**Extract**
************

Effects of Methadone With Xanax

Methadone is a member of the class of drugs known as opioids. It is used for treatment of chronic pain and as a replacement therapy for those addicted to more dangerous opioid drugs, such as heroin. Xanax belongs to the class of benzodiazepines and is used mainly for anxiety. Methadone and Xanax taken together can have potentially life-threatening effects in a person who has never taken opioids, but these problems are unlikely in a long-term user. Abuse it the most serious long-term concern of Xanax use in patients on methadone replacement therapy.

A female psychiatrist talks to a male patient in her office. Credit: DragonImages/iStock/Getty Images

Respiratory Depression

One effect of methadone and other opioids is a decrease in the respiratory drive originating from the brain. This drive can be diminished to the point where breathing stops entirely, which is what causes death in the case of an opiod overdose. Benzodiazepines also cause respiratory depression, although through a different mechanism than opioids. When the respiratory depression of opioids and benzodiazepines are combined, the effect is multiplied and the the risk of dangerously decreased levels of breathing is greatly increased, according to "Principles of Pharmacology." Tolerance to many of the effects of opioids, and to a lesser extent those of benzodiazepines, develops quickly, however, and respiratory depression is particularly notable in this respect. Long-term users of opioids can safely tolerate a dose many times greater than that which would be fatal to someone taking them for the first time. Since methadone is used almost exclusively as a long-term treatment for addiction or pain, the combination with Xanax is less likely to cause a risk of serious respiratory depression unless the dose of either drug is suddenly increased significantly for some reason.

************

**Supplied records**
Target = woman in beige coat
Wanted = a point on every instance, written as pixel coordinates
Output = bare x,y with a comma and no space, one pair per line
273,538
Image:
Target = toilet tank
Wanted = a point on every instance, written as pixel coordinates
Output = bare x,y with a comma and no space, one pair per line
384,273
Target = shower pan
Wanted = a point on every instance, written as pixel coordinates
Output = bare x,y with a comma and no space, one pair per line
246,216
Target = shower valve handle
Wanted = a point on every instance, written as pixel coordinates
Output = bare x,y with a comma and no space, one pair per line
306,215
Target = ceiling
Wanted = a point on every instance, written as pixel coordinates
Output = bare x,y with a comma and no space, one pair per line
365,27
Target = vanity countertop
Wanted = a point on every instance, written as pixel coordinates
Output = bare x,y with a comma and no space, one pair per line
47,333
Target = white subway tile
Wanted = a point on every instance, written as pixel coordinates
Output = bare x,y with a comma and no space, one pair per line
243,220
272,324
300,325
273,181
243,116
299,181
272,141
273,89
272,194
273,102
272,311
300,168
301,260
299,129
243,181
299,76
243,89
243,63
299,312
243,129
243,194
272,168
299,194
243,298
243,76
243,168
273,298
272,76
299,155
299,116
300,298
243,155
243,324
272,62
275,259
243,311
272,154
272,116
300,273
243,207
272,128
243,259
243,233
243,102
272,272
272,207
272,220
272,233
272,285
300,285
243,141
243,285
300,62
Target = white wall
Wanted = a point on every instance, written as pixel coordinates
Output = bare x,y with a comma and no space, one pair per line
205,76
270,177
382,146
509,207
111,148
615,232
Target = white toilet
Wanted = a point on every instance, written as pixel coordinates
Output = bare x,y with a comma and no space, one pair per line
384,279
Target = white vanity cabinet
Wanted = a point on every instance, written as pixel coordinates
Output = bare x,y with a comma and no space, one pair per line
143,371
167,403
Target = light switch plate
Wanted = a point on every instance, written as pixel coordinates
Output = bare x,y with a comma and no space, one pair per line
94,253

************

**Prompt 1**
Give again the part of the methadone and Xanax text that opens with the words containing "Methadone is a" and closes with "methadone replacement therapy.", substituting "nervousness" for "anxiety".
**Prompt 2**
According to the methadone and Xanax text, what class of drugs does Xanax belong to?

**Answer space 1**
Methadone is a member of the class of drugs known as opioids. It is used for treatment of chronic pain and as a replacement therapy for those addicted to more dangerous opioid drugs, such as heroin. Xanax belongs to the class of benzodiazepines and is used mainly for nervousness. Methadone and Xanax taken together can have potentially life-threatening effects in a person who has never taken opioids, but these problems are unlikely in a long-term user. Abuse it the most serious long-term concern of Xanax use in patients on methadone replacement therapy.

**Answer space 2**
Xanax belongs to the class of benzodiazepines.